__Passage to read__
-------------------------

Franklin McCain was a U.S. civil rights leader who, with three other students, is credited with starting the lunch-counter sit-ins to protest Jim Crow laws at restaurant establishments in America.
The four students earned the name the “Greensboro Four.”
McCain was a student at North Carolina A&T when he and other black student activists chose to hold a sit-in at the Greensboro Woolworth store on February 1, 1960. The students were denied service but kept coming back until the law was lifted. By the third day, over 300 people, including some white students, had joined their protest.
Franklin McCain was only a freshman when he sat down in protest. That was in February. By September, the lunch counter was open to all customers. The news of what the Greensboro Four had done spread all over the country. It sparked protests at Jim Crow establishments everywhere. Over 50 cities conducted lunch counter sit-ins within two months of Greensboro.
Franklin McCain was born in Union County, North Carolina and raised in the Washington, D.C. area. He graduated from North Carolina A&T in 1964 with a degree in chemistry and biology. McCain’s civil rights work extended to the NAACP Legal Defense and Educational Fund, where he served as chair of the North Carolina regional committee. He went to work for the Celanese Corp. and served on the governing board of North Carolina’s state university system and Bennett College.

-------------------------

__The data__

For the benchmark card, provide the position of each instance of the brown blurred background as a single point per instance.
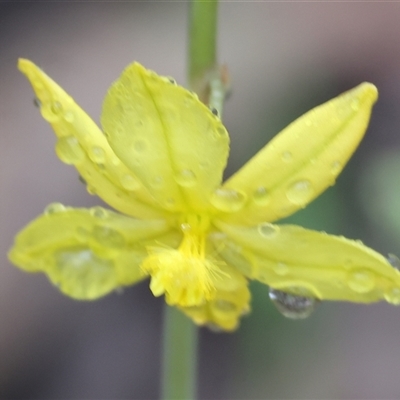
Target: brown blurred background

-------------------------

__What is required__
Set down the full passage on Franklin McCain again, word for word, with nothing changed.

__Expected answer__
Franklin McCain was a U.S. civil rights leader who, with three other students, is credited with starting the lunch-counter sit-ins to protest Jim Crow laws at restaurant establishments in America.
The four students earned the name the “Greensboro Four.”
McCain was a student at North Carolina A&T when he and other black student activists chose to hold a sit-in at the Greensboro Woolworth store on February 1, 1960. The students were denied service but kept coming back until the law was lifted. By the third day, over 300 people, including some white students, had joined their protest.
Franklin McCain was only a freshman when he sat down in protest. That was in February. By September, the lunch counter was open to all customers. The news of what the Greensboro Four had done spread all over the country. It sparked protests at Jim Crow establishments everywhere. Over 50 cities conducted lunch counter sit-ins within two months of Greensboro.
Franklin McCain was born in Union County, North Carolina and raised in the Washington, D.C. area. He graduated from North Carolina A&T in 1964 with a degree in chemistry and biology. McCain’s civil rights work extended to the NAACP Legal Defense and Educational Fund, where he served as chair of the North Carolina regional committee. He went to work for the Celanese Corp. and served on the governing board of North Carolina’s state university system and Bennett College.